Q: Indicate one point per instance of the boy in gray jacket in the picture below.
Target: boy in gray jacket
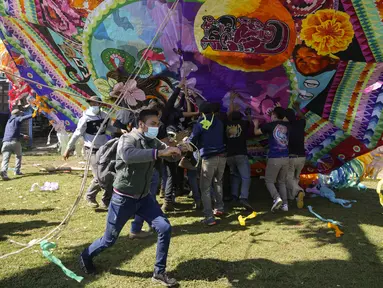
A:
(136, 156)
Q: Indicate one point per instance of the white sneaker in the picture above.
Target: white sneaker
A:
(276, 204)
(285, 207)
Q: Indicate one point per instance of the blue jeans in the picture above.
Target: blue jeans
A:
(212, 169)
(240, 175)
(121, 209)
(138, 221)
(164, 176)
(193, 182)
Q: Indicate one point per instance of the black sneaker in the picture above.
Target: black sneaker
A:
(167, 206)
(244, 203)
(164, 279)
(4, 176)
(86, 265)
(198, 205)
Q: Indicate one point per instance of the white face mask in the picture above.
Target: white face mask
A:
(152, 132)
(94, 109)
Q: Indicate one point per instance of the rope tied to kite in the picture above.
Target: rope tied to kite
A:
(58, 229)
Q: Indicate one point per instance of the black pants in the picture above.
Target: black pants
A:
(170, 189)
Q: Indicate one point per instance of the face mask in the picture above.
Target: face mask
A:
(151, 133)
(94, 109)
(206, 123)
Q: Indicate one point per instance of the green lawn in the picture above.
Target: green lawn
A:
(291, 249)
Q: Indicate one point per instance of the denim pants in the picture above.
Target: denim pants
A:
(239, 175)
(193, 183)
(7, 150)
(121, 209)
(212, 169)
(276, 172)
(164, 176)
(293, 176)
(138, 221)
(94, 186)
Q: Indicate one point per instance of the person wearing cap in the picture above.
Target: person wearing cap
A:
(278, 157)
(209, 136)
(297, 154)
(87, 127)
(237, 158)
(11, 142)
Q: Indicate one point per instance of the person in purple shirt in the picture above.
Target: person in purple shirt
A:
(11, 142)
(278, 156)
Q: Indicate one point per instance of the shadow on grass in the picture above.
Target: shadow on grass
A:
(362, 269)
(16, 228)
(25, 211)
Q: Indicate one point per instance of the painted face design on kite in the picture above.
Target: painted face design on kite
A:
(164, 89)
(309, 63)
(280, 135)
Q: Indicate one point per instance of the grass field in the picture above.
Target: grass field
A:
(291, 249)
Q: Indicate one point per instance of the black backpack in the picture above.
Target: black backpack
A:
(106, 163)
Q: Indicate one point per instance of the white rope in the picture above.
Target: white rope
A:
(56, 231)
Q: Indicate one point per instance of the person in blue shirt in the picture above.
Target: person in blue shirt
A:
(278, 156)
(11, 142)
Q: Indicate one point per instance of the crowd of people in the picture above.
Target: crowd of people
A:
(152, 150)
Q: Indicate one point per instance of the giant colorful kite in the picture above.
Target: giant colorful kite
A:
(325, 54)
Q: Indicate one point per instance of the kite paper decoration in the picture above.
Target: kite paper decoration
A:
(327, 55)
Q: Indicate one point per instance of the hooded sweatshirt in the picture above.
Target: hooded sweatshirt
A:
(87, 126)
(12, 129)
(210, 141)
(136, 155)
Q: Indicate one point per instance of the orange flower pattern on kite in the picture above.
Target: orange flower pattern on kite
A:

WORK REQUEST
Find each line in the records holding the string "white" and show it.

ANSWER AREA
Q: Indicate one point per instance of the white sneaker in the picture above.
Target: white sneaker
Q: Indicate one point per instance of the white face mask in the picture above.
Target: white face mask
Q: Indicate one point per instance of the white rope in the picture above.
Target: white rope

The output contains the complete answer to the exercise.